WRITTEN EXERCISE 1: In the text about learning complex sentence structures, what are described as the main patterns in English?
WRITTEN EXERCISE 2: Carry on the text about learning complex sentence structures from the point where it stops.

TEXT SECTION:
___

No, it’s not true! You MUST master complex sentences and grammar to improve writing, reading comprehension, listening comprehension, and speaking.

Understanding a language is about pattern recognition, and sentence structures are the main patterns in English. You MUST be able to recognize these patterns INSTANTLY so that your brain can focus on the meaning of what you see and hear. Otherwise, if you don’t know these complex sentence patterns, your brain will not know the difference between important content words and unimportant structural words. This is because every complex sentence has a lot of structural vocabulary that doesn’t really mean anything; it just shows the relationship between different ideas in a sentence.

As part of the course, you get free access to a powerful course on the most common complex sentence structures in English.

  1. Master the 7 complex sentence structures you need for Band 7 writing and speaking.
  2. Learn to recognize 18 complex sentence structures for a massive improvement in reading and listening comprehension. A full grammar course is included to help you master 12 active voice verb tenses and 8 passive voice verb tenses.

___

MATERIAL:
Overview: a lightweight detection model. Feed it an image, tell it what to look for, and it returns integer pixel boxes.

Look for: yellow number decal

___

WRITTEN REPLY 1: Sentence structures are the main patterns in English.

WRITTEN REPLY 2:
Seven different Speaking Task 3 question types require different grammar in their response structures.

  1. Describing the past and present
  2. Comparison and contrast
  3. Cause and effect
  4. Critiquing an opinion
  5. Giving your opinion
  6. Predicting the future
  7. Discussing conditional and hypothetical scenarios

As well, complex sentences are patterns you MUST LEARN. The 18 most common patterns are taught in this course: you need to RECOGNIZE all of them to improve your reading and listening, but you only need to master 7 of them for Band 7 writing.

This will greatly improve your reading and listening comprehension because it will help you see and hear how sentence parts are chunked together. The structure of English writing will no longer be a mystery!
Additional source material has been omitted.